» WHAT NEEDS TO BE DONE:
Drop the pictures from the entries below, then reproduce the rest exactly.
— START INFORMATION PROVIDED —
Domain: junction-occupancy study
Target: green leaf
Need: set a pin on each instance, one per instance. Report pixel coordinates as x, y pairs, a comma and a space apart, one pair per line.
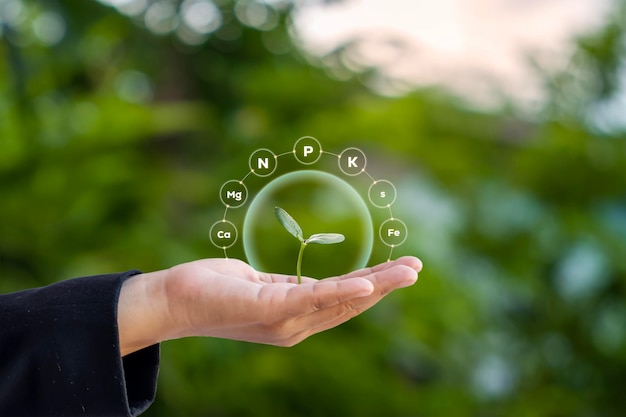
325, 238
289, 223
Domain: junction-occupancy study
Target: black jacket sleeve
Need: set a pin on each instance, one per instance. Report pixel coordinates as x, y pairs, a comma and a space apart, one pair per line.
60, 354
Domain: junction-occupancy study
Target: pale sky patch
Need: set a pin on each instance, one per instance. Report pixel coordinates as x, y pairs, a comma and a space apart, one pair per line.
478, 48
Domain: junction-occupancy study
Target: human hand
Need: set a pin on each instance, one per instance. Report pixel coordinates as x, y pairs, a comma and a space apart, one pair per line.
229, 299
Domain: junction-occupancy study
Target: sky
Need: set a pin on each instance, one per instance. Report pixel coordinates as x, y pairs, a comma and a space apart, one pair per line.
479, 49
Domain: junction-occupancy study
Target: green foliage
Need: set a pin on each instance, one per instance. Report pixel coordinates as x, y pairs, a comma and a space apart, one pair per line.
114, 142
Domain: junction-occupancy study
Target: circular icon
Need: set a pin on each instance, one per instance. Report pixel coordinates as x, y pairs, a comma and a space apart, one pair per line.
— END INFORMATION PROVIDED —
» TASK ANSWER:
Domain: junction-occupancy study
Target: green leaf
Need: set a pin on each instance, one per instance. Report pixel coordinates as x, y pairs, a comma and a space apart, one pair per line.
325, 238
289, 223
Domain: junction-occupancy study
Target: black jacket sleeve
Need: set a pin on each instance, one per instance. Report pixel coordinates as x, y pairs, a comma and a space apart, one pair per line.
60, 354
Domain: junction-occupancy study
Target: pale sky patch
Need: set a pin on each instance, one per instance. Report pixel coordinates as x, y pairs, a comma and a space apart, one pair per line.
478, 48
Domain: junction-occupancy study
Target: human hand
Need: set a pin on each instance, one per instance. Report pixel coordinates as x, y pairs, a comma and a space apart, one pair per line.
229, 299
Domain: junction-occupancy study
Target: sky
Need: set a pin on each instance, one per instance. Report pixel coordinates as x, y pairs, a comma and a space apart, one pair per line.
479, 49
Domain: junction-occupancy study
Target: green foliage
Need: set a pin on each instance, one per instance. Report pixel coordinates as x, y pairs, a comma and a space apart, one pair per line.
114, 142
Domain: junction-occupancy study
Target: circular icon
Need: set a pin on each instance, one per instance. Report pixel coordinates as x, y pairs, a comma and a space apart, one pair per line.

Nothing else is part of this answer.